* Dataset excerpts
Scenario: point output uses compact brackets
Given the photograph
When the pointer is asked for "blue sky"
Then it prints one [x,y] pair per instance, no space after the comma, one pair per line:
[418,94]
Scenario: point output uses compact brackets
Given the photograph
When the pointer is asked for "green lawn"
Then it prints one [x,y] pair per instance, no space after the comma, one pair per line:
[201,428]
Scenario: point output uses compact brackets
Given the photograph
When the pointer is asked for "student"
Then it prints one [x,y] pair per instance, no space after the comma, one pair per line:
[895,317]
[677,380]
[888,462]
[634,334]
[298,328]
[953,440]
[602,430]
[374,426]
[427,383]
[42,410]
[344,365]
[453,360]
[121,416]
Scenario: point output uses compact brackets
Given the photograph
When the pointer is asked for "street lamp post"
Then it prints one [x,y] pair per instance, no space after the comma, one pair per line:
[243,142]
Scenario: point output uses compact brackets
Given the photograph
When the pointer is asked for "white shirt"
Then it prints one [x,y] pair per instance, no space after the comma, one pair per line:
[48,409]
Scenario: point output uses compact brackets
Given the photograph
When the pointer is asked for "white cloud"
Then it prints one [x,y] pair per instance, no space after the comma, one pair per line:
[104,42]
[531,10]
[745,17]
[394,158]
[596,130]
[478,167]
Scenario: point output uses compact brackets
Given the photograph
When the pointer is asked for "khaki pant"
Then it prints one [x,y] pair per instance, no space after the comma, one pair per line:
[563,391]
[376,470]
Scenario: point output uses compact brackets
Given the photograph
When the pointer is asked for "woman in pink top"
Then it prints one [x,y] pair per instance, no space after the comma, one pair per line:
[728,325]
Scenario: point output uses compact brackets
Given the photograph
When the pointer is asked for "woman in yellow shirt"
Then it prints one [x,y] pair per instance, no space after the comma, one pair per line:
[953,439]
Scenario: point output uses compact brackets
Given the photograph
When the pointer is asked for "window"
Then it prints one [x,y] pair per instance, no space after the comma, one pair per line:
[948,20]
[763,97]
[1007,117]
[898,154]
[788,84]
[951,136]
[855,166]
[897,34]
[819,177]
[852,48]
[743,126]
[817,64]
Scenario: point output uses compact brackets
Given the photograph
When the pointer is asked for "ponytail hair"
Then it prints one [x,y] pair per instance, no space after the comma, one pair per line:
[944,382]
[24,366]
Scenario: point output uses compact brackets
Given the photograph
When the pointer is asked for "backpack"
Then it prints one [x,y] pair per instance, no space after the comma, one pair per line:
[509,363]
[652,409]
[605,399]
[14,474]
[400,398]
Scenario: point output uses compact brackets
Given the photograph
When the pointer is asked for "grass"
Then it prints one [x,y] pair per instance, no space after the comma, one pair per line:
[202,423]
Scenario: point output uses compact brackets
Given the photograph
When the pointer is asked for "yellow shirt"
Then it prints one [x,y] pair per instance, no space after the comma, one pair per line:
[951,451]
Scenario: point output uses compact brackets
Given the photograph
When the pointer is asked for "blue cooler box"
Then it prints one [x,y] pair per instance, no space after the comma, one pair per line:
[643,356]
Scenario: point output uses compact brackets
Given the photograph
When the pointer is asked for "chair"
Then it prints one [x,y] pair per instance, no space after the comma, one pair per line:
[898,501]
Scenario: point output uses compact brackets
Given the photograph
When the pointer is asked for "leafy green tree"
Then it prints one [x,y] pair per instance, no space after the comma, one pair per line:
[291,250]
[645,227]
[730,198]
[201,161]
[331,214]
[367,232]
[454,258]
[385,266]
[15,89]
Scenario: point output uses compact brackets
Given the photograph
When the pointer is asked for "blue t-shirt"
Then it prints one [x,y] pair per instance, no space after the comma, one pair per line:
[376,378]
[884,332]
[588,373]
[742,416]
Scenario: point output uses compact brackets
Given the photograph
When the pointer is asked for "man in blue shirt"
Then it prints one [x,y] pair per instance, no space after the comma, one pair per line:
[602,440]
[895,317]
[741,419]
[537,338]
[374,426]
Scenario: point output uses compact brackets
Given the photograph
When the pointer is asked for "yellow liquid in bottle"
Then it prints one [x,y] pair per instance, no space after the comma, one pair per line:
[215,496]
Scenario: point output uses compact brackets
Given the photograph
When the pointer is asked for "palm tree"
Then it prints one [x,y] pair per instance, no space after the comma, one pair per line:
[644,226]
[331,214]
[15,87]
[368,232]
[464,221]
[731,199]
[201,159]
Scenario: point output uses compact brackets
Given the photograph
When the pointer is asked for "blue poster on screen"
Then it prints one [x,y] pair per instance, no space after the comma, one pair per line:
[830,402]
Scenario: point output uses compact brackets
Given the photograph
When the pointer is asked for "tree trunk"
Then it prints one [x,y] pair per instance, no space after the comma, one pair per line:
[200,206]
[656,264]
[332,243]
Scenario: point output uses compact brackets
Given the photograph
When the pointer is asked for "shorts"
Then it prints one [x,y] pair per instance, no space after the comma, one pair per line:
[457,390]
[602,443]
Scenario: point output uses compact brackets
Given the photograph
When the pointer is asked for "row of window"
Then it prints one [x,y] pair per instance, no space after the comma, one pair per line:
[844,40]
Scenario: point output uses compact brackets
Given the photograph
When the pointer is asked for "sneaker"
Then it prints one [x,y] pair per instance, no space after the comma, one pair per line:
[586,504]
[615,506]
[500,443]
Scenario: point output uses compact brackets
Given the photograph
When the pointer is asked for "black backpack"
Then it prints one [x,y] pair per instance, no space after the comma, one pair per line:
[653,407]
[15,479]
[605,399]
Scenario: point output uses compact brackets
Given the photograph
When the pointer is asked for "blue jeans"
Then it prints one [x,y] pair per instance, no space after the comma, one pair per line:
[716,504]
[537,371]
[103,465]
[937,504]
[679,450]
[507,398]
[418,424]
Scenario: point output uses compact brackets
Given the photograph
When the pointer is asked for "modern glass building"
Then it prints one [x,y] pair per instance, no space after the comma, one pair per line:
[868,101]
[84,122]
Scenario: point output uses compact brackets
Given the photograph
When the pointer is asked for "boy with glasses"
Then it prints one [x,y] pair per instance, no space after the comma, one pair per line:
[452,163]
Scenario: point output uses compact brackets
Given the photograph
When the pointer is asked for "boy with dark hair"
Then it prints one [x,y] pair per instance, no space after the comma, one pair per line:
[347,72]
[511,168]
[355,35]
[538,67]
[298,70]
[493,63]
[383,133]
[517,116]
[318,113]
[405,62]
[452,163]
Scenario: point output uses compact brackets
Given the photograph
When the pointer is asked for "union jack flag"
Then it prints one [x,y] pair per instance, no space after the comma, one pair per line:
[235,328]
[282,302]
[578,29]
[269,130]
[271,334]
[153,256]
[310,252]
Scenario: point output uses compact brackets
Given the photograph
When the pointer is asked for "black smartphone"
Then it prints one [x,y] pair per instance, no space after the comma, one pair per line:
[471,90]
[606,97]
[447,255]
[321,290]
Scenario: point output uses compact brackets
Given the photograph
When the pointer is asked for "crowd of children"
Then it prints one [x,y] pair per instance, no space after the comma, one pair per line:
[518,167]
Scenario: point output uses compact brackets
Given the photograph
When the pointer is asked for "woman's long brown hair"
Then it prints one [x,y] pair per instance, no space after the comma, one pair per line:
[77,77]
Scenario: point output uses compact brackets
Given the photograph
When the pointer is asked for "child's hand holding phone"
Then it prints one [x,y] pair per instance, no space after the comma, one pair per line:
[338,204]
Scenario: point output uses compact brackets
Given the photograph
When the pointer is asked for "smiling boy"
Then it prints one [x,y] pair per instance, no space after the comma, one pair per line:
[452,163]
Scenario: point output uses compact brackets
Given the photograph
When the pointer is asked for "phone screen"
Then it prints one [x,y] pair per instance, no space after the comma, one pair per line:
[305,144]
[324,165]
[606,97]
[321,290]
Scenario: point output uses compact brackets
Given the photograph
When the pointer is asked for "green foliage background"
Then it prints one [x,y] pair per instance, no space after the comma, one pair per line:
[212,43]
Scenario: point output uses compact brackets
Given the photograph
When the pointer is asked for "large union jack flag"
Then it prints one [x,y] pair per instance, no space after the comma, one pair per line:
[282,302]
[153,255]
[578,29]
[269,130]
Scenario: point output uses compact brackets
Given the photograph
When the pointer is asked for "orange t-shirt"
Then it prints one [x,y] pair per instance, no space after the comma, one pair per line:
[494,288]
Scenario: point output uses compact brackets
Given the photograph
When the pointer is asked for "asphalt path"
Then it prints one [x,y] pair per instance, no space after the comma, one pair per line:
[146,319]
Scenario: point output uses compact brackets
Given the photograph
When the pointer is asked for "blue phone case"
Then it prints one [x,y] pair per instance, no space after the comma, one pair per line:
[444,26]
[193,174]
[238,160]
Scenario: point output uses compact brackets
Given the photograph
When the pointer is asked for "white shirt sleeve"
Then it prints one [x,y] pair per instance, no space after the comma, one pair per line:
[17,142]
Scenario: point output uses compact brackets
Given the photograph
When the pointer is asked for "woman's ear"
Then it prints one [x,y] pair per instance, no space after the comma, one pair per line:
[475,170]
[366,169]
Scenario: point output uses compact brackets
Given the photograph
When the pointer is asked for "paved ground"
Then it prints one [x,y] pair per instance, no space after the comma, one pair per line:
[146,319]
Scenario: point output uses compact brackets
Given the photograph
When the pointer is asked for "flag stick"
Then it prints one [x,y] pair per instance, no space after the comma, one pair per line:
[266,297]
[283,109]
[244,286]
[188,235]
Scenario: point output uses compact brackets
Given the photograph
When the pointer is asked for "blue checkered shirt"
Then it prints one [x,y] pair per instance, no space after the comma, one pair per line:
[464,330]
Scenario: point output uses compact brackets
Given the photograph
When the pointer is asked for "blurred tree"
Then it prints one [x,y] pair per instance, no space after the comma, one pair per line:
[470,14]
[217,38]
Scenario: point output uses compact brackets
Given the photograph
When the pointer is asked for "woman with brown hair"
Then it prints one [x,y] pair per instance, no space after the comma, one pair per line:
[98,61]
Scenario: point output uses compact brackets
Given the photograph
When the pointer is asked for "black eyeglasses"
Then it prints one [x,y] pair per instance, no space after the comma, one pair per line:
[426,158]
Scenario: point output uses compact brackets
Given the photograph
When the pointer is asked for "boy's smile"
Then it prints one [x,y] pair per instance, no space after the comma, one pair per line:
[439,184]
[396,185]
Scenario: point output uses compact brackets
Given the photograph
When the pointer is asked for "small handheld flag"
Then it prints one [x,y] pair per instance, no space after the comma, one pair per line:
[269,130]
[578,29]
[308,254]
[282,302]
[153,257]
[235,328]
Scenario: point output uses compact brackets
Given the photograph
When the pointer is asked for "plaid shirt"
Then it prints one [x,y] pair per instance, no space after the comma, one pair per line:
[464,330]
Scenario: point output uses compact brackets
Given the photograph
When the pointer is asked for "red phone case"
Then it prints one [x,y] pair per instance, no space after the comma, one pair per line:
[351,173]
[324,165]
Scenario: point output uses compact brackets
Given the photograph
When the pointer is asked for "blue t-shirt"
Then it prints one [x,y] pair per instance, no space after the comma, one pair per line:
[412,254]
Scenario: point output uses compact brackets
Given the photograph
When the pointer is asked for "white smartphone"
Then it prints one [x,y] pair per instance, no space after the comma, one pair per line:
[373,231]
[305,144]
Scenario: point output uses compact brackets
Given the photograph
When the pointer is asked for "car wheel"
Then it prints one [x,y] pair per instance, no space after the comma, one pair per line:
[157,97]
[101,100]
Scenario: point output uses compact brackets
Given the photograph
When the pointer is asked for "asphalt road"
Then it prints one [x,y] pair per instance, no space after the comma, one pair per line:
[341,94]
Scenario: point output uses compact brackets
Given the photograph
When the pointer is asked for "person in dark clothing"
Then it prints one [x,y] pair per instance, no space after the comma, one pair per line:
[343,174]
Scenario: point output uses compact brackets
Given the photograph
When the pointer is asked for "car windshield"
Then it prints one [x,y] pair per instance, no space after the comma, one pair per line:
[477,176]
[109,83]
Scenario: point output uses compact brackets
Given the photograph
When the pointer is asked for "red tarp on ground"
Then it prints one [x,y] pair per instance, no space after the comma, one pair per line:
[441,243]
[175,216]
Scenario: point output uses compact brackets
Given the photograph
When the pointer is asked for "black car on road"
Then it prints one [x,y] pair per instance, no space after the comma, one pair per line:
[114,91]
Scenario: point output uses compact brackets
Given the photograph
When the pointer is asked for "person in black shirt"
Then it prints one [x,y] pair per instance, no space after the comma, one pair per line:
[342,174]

* Activity
Search the lines above for the string "green", then show every one that has it.

* Response area
When the pointer is asked for "green lawn"
When the pointer is asked for "leafy green tree"
When the pointer is asked for "green foliage background"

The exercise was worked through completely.